--- TASK OBJECTIVE ---
Below are the records. Retype exactly the lines between the lines holding "pixel 932 652." and "pixel 1112 12.", inclusive.

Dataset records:
'''
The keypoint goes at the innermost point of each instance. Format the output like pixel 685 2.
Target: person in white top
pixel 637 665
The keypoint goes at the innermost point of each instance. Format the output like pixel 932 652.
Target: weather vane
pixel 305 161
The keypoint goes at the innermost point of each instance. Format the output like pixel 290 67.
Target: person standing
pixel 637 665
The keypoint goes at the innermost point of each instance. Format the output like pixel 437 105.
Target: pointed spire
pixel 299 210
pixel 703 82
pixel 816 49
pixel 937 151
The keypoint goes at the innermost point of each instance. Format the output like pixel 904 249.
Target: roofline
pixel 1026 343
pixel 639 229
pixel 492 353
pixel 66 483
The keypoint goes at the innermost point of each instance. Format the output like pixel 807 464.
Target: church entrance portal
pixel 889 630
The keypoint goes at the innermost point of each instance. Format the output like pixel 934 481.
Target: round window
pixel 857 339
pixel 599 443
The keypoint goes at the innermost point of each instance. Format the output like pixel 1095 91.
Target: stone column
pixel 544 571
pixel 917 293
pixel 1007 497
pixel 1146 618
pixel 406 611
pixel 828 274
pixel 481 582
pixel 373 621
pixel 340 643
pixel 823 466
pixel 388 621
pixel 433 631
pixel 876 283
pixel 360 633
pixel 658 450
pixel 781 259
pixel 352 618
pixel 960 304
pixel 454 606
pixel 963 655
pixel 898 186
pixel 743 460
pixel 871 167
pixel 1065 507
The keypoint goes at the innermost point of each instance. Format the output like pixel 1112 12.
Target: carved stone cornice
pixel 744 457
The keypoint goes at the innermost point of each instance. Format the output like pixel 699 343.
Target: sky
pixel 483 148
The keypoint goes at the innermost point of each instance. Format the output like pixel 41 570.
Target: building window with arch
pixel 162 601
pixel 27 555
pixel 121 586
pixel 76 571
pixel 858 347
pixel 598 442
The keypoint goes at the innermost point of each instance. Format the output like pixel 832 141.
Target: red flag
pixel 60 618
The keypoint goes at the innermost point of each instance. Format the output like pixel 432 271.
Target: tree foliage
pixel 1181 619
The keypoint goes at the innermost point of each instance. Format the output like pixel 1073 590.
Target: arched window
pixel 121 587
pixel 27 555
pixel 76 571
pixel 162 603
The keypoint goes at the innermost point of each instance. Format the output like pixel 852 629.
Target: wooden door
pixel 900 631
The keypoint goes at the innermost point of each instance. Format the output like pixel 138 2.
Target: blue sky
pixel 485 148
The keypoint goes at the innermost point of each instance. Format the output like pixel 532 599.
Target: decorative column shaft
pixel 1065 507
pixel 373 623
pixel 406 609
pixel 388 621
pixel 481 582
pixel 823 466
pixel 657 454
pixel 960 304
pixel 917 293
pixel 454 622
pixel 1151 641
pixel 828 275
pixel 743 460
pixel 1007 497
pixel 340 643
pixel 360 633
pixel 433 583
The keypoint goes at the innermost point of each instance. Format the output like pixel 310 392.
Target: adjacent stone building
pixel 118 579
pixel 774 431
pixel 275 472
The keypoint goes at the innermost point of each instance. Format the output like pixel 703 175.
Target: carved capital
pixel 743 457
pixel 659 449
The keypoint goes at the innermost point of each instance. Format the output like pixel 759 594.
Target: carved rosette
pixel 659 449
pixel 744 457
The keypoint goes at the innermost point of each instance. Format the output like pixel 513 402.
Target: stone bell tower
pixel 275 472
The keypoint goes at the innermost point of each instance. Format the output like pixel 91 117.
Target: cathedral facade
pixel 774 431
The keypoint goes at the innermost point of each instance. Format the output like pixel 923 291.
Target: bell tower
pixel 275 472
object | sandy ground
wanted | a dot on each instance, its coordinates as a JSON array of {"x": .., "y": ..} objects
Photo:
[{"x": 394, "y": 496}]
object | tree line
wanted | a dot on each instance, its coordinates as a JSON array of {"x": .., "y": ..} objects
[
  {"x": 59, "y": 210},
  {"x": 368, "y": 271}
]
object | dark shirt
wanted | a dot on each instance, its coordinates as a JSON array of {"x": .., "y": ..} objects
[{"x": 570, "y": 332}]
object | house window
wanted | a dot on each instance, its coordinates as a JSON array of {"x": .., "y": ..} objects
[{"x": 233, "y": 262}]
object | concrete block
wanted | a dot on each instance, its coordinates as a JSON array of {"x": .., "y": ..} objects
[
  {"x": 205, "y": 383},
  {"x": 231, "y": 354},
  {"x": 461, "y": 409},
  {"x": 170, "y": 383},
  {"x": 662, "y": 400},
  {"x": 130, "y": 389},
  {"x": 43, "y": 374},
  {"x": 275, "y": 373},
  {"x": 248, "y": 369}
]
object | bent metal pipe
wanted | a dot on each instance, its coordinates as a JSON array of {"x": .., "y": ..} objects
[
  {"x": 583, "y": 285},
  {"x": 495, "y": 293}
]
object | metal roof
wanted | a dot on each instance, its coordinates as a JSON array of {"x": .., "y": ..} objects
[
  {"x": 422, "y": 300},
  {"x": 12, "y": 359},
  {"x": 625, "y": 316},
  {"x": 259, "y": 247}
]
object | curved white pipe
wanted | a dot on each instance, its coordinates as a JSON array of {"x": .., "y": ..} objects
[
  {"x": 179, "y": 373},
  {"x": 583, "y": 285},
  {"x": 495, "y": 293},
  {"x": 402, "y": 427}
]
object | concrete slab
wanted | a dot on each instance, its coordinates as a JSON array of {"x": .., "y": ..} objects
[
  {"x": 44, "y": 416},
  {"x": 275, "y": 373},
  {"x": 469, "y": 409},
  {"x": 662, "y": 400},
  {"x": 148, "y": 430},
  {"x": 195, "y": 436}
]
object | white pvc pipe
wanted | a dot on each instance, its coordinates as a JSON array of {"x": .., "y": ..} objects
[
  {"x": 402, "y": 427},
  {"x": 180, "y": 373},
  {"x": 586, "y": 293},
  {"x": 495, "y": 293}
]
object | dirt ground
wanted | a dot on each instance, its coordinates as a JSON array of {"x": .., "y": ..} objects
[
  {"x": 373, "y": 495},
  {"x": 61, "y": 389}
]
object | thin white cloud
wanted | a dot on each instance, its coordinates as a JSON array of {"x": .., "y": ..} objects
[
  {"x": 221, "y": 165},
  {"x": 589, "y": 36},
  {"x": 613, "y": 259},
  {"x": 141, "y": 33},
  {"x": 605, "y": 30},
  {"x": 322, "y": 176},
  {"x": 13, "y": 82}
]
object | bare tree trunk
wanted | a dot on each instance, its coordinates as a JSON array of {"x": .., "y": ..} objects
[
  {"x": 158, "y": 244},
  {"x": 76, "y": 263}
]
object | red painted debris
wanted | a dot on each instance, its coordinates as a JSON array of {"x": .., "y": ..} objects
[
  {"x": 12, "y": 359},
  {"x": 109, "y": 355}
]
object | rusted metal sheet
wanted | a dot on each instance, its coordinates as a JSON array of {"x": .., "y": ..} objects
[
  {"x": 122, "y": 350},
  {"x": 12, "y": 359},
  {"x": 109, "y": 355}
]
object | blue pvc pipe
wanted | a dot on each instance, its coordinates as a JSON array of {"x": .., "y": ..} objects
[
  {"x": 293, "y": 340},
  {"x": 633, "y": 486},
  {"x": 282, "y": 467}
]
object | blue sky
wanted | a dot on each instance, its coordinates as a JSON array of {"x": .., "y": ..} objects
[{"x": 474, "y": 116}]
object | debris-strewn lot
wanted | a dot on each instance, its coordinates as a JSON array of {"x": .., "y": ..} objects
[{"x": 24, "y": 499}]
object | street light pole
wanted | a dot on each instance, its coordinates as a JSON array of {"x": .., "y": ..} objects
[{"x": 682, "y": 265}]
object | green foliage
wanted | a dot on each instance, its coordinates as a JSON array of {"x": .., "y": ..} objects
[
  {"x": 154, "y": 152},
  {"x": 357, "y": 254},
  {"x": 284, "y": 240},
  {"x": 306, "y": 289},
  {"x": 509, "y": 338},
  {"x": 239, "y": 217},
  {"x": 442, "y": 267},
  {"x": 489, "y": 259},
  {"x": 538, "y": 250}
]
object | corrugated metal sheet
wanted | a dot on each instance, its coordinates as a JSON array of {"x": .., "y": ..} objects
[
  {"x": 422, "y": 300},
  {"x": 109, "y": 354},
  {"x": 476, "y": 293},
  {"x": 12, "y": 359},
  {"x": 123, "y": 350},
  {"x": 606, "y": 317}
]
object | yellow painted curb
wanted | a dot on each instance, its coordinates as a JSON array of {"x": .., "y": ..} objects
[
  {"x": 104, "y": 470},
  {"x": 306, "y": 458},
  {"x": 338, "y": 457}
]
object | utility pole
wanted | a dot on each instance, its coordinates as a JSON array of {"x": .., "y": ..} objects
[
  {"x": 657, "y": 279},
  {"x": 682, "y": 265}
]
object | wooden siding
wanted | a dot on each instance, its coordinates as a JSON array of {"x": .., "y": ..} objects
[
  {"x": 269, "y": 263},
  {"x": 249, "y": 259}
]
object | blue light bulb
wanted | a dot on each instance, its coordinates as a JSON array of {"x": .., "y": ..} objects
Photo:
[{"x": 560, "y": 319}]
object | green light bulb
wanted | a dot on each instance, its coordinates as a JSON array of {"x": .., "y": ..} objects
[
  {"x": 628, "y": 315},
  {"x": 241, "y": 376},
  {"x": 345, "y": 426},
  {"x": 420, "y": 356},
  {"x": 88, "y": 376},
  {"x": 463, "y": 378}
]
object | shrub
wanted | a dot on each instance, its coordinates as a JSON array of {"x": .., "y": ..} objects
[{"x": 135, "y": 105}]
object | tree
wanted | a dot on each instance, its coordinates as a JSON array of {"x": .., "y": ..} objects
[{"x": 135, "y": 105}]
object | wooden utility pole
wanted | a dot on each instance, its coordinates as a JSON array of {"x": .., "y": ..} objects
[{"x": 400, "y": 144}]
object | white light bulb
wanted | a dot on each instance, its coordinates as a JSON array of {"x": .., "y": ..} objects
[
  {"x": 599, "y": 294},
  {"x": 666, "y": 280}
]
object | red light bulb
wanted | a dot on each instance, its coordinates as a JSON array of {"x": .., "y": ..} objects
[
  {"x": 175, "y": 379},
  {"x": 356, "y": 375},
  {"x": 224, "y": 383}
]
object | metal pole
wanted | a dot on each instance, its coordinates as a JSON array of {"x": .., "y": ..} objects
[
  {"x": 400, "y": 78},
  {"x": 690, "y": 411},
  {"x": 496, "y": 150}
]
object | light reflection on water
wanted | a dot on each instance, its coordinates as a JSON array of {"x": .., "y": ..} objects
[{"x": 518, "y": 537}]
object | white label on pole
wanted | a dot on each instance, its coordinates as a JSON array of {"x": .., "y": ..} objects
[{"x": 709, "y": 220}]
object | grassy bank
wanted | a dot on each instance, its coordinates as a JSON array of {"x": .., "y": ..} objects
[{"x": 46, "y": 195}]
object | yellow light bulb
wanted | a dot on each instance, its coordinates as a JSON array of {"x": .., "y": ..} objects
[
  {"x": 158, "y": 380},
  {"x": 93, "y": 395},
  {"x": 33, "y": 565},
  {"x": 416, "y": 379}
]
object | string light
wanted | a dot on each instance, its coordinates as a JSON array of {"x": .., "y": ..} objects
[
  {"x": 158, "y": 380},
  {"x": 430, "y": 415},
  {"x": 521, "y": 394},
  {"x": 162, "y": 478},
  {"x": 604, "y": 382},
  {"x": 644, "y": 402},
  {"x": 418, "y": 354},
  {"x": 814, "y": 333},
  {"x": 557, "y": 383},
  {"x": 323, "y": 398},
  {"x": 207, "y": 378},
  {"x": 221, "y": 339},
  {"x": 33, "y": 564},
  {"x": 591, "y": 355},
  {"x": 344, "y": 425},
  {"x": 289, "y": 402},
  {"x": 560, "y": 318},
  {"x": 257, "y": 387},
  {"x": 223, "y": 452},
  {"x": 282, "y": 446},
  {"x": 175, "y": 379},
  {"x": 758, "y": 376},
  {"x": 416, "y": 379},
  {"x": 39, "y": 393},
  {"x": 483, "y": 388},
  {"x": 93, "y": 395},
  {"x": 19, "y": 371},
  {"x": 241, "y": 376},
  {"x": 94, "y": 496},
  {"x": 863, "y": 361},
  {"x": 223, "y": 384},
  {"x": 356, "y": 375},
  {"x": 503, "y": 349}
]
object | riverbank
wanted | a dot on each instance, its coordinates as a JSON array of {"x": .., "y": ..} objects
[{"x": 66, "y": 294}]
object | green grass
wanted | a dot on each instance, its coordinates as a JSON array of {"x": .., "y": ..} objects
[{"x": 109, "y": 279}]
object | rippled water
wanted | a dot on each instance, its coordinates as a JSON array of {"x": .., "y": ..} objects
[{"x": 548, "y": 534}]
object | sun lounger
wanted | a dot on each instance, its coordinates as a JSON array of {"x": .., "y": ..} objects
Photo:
'''
--- FINISHED TASK ---
The keypoint goes at the innermost point of each instance. Format the output like pixel 932 652.
Target: weather vane
pixel 305 161
The keypoint goes at the innermost point of each instance. Format the output like pixel 290 67.
Target: person standing
pixel 637 665
The keypoint goes at the innermost point of each instance. Format the output like pixel 437 105.
Target: pointed spire
pixel 299 210
pixel 703 82
pixel 816 49
pixel 937 151
The keypoint goes at the innermost point of each instance. Format the output like pixel 904 249.
Target: roofline
pixel 1026 343
pixel 639 229
pixel 492 353
pixel 66 483
The keypoint goes at the innermost point of each instance. Format the output like pixel 807 464.
Target: church entrance portal
pixel 889 630
The keypoint goes at the innermost point of each instance. Format the output like pixel 934 481.
Target: round window
pixel 857 339
pixel 599 443
The keypoint goes at the innermost point of each instance. Format the output like pixel 1095 91.
Target: stone column
pixel 544 571
pixel 917 293
pixel 1007 497
pixel 1146 618
pixel 406 611
pixel 828 274
pixel 481 582
pixel 373 621
pixel 340 643
pixel 823 466
pixel 388 621
pixel 433 631
pixel 876 283
pixel 360 633
pixel 658 450
pixel 781 259
pixel 352 618
pixel 960 304
pixel 454 606
pixel 963 655
pixel 898 186
pixel 743 460
pixel 871 167
pixel 1065 507
The keypoint goes at the innermost point of each instance. Format the output like pixel 1112 12.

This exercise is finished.